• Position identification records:
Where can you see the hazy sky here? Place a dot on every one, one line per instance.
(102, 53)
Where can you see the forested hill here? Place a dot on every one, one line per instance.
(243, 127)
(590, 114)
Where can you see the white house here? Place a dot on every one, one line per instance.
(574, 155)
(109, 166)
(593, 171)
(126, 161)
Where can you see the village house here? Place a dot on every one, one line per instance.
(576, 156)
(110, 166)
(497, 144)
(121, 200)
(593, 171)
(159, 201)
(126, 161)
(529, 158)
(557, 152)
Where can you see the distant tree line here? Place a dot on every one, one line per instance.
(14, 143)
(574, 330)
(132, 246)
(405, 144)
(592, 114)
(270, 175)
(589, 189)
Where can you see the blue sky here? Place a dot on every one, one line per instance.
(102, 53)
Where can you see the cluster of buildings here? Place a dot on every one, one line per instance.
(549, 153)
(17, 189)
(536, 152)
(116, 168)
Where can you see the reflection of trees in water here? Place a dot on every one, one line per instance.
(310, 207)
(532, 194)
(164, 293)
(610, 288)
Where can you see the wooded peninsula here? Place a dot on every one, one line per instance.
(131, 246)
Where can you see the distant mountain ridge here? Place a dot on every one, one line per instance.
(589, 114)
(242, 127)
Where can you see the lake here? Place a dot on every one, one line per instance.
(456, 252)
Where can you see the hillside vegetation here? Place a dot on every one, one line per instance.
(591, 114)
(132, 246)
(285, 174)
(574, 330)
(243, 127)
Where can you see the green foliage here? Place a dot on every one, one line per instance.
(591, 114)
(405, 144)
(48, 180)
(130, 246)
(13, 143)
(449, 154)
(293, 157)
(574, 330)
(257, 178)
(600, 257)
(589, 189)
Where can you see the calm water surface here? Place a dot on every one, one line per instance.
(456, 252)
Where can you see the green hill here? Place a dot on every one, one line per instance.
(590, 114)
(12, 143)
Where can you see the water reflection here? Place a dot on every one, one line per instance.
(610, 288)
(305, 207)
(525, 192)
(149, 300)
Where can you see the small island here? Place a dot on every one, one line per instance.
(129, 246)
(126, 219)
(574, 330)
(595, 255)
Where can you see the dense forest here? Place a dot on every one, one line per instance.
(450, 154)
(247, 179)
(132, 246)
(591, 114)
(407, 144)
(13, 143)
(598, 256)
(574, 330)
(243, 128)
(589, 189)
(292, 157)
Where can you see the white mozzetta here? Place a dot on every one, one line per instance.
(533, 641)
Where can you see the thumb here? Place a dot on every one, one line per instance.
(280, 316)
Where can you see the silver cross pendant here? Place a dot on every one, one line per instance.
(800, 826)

• Aim:
Write out the full set of records exactly as given.

• Exercise output:
Where can you see the hazy sky here? Place a dot on every one, one line per instance.
(102, 53)
Where can you see the forested hill here? Place a dot on every one, one line per instance.
(243, 127)
(590, 114)
Where can you see the white house here? Place a dot on every one, one line per instance.
(574, 155)
(109, 166)
(593, 171)
(126, 161)
Where can you see the village house here? Place a dot on every one, one line per instance.
(576, 156)
(110, 166)
(497, 144)
(121, 200)
(593, 171)
(159, 201)
(126, 161)
(529, 158)
(557, 152)
Where can you see the distant tree line here? Place a dot on every one, one line per instance.
(14, 143)
(574, 330)
(132, 246)
(405, 144)
(592, 114)
(270, 175)
(589, 189)
Where can you see the blue sky here? Place a dot on every one, one line per instance.
(102, 53)
Where can you see the cluster of buildings here? Place a dot on every one, one line per instance.
(549, 153)
(17, 189)
(536, 152)
(116, 168)
Where can you see the reflection of trees in water here? Place a dot on every one, one line per instance.
(310, 207)
(532, 194)
(164, 293)
(610, 288)
Where can you see the wooded peninsula here? Place a dot on every one, one line per instance.
(131, 246)
Where can you see the distant mountain ridge here? Place a dot on every one, one line per instance.
(589, 114)
(242, 127)
Where can you see the lake here? Place a dot on every one, one line per instance.
(456, 252)
Where can you see the hillside vegetation here? Place a dot on every one, one line per instance.
(591, 114)
(132, 246)
(285, 174)
(574, 330)
(243, 127)
Where can you see the green foliage here? Place a dot on every one, one line per instance.
(591, 114)
(405, 144)
(48, 180)
(130, 246)
(13, 143)
(449, 154)
(293, 157)
(574, 330)
(257, 178)
(600, 257)
(589, 189)
Where can you see the calm water surface here? Place a dot on every one, one line per instance.
(456, 252)
Where can you see the green hill here? Place a dot on every one, one line per instance.
(590, 114)
(12, 143)
Where can you see the water reflection here? Place a dot on every one, one line per instance.
(610, 288)
(305, 207)
(525, 192)
(149, 300)
Where can you see the small island here? Place a dot on every one, one line per instance.
(129, 246)
(126, 219)
(574, 330)
(595, 255)
Where can you see the dense forest here? Place a dot on every one, one line per instance.
(450, 154)
(247, 179)
(132, 246)
(591, 114)
(407, 144)
(13, 143)
(598, 256)
(574, 330)
(243, 128)
(589, 189)
(292, 157)
Where can you see the white mozzetta here? Place a dot on every one, one line per instance.
(533, 641)
Where can you see the thumb here? Place a dot on every one, one line per instance.
(280, 316)
Where can you see the silver cross pendant here? Place a dot on every one, one line per instance.
(800, 826)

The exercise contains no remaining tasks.